GIVEN INSTRUCTION |
Please extract every line from the listing below that contains the string "green". Case counts.

Rows of box annotation data |
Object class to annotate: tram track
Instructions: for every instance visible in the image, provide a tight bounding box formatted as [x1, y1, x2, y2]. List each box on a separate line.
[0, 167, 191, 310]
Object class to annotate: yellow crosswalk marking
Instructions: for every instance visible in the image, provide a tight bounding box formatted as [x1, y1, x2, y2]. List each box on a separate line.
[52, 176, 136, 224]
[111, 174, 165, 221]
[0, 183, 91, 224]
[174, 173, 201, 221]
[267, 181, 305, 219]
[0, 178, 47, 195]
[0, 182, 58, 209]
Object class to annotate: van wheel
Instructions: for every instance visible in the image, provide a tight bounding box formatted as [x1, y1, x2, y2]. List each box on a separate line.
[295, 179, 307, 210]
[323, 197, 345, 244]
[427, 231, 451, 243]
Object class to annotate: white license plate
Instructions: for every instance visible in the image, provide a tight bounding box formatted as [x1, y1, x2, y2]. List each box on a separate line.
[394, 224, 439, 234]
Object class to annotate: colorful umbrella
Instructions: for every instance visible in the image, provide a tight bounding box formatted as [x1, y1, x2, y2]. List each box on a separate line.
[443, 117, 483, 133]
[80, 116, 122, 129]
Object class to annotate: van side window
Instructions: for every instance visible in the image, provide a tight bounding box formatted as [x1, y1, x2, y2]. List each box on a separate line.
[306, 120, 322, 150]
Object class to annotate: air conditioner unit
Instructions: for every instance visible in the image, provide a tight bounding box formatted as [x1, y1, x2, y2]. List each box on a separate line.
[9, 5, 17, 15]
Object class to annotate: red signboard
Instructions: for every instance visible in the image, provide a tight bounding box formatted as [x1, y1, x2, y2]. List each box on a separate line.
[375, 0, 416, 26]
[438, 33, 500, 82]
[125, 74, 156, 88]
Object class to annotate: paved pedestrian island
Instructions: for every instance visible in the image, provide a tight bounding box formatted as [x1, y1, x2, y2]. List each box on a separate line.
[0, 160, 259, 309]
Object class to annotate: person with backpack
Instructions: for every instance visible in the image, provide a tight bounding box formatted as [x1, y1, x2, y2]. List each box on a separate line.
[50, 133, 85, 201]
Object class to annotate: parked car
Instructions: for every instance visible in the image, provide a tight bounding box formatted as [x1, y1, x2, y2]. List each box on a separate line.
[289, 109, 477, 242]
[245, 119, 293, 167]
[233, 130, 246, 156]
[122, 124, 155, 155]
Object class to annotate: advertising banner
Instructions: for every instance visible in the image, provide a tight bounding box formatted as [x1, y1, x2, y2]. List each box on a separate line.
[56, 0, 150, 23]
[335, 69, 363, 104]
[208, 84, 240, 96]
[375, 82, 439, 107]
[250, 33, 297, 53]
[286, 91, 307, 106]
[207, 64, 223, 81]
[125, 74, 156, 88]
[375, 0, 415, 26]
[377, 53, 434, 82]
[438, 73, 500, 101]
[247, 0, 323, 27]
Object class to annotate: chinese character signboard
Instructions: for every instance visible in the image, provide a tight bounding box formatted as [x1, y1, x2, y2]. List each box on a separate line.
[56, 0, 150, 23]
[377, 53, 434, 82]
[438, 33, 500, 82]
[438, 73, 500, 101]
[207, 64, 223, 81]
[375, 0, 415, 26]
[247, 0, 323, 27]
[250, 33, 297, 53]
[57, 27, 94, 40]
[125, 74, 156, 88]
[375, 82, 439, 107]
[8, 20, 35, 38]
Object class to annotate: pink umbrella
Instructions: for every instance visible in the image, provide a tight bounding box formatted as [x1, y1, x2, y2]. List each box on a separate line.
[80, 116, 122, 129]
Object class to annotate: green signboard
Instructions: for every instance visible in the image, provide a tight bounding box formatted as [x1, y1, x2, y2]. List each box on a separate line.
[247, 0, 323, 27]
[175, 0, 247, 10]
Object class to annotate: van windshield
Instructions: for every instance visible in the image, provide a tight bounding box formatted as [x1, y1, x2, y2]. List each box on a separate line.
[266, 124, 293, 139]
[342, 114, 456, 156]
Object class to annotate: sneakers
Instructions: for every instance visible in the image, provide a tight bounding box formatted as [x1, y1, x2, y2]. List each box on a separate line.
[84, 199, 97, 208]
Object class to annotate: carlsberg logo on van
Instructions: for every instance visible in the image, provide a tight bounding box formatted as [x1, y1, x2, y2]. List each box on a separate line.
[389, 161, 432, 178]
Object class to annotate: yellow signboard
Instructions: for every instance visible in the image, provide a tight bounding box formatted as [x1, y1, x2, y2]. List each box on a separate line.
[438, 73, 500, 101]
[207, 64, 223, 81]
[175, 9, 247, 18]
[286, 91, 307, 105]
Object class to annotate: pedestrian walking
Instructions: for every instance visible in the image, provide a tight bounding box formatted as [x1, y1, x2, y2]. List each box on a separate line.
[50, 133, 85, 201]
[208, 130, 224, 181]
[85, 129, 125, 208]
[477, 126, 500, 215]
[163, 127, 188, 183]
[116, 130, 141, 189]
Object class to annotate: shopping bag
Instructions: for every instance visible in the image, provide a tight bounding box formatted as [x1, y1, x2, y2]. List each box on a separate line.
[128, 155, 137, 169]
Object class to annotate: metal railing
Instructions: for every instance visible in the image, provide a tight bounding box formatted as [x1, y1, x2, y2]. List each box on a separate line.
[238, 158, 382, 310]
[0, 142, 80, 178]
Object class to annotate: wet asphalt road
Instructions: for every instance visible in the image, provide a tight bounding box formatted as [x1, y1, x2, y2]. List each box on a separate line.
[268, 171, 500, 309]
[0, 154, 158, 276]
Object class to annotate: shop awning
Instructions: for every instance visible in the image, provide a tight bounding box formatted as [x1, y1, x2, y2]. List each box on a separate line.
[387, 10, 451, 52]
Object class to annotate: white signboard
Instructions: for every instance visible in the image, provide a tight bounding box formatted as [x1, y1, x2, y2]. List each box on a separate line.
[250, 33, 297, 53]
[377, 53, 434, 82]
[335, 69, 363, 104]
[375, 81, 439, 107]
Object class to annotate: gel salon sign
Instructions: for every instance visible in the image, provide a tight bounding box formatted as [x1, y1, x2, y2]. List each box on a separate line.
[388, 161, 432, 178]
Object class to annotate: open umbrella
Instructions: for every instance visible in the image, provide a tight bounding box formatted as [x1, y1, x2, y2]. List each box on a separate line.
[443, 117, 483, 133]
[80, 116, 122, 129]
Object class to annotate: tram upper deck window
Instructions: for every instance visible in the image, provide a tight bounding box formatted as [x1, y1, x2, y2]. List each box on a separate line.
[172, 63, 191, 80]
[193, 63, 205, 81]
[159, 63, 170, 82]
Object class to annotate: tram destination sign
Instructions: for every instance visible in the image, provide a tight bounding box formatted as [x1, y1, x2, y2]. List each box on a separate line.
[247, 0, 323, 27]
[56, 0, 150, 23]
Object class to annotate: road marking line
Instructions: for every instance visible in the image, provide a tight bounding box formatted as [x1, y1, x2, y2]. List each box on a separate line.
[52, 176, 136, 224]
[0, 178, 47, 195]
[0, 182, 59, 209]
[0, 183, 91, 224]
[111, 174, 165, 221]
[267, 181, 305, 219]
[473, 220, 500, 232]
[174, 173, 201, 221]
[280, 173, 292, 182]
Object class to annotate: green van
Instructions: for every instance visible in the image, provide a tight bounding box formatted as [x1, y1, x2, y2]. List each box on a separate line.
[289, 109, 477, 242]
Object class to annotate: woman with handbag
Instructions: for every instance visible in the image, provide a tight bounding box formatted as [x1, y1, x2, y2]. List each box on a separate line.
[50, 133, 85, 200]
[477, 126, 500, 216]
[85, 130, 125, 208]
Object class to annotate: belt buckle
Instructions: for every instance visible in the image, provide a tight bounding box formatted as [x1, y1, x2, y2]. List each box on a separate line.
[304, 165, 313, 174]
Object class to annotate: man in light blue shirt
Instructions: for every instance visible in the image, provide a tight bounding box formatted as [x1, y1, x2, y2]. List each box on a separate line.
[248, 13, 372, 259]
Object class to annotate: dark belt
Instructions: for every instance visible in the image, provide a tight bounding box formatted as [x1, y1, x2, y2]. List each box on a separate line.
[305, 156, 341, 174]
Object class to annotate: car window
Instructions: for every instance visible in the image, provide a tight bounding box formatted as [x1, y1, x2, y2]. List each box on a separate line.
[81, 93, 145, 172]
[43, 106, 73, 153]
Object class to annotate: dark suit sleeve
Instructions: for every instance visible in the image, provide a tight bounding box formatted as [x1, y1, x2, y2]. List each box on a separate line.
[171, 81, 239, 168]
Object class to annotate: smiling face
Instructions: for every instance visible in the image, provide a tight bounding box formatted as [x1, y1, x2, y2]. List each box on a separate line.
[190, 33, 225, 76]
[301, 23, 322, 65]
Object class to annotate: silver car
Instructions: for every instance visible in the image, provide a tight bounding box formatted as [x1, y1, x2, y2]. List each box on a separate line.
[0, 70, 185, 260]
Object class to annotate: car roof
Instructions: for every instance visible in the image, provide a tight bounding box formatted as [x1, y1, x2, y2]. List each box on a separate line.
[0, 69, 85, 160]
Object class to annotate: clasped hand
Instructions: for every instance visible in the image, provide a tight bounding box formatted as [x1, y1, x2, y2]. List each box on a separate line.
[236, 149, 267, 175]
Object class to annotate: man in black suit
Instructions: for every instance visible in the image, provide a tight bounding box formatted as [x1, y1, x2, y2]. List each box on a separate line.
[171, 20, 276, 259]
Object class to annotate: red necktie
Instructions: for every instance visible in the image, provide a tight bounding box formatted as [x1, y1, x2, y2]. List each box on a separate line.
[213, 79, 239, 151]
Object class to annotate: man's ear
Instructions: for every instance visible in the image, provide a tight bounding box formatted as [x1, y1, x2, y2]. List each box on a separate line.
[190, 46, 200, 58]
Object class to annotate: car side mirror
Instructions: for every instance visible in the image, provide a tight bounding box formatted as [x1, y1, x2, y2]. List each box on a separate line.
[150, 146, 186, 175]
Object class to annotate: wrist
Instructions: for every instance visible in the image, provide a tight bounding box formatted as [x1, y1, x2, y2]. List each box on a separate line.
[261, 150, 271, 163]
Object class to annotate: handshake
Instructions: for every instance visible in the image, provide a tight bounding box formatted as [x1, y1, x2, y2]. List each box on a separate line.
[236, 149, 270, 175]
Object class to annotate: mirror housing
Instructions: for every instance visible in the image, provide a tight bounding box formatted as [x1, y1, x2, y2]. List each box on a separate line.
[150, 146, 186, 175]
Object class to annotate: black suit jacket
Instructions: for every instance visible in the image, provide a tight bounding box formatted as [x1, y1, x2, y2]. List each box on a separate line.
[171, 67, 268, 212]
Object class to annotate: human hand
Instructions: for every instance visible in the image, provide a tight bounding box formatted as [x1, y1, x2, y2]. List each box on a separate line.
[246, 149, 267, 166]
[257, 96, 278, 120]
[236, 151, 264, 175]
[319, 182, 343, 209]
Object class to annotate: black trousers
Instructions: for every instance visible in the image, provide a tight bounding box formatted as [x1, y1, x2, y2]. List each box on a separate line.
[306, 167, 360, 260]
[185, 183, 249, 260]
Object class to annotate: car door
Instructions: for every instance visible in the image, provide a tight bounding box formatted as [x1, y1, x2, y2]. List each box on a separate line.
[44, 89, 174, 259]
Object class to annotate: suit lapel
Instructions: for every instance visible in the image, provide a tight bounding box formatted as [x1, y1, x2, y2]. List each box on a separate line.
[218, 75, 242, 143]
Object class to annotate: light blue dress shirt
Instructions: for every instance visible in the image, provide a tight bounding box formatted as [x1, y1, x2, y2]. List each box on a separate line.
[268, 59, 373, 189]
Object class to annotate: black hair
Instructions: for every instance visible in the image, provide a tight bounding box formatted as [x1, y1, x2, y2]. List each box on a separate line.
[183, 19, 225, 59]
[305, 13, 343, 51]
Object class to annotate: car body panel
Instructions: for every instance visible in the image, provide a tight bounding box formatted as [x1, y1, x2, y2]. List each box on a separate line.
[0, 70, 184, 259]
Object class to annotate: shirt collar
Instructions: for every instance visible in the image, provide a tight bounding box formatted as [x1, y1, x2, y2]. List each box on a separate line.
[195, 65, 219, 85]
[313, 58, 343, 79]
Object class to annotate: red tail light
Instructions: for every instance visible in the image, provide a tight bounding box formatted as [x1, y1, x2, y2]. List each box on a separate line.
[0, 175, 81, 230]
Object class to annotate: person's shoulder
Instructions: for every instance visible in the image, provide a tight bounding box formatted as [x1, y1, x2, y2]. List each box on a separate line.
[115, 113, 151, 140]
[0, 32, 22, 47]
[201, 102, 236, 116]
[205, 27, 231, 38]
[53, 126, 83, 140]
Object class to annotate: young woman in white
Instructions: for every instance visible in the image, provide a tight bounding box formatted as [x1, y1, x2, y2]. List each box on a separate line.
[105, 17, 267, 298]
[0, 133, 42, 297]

EXERCISE ANSWER |
Object class to annotate: green signboard
Object class to annotate: green van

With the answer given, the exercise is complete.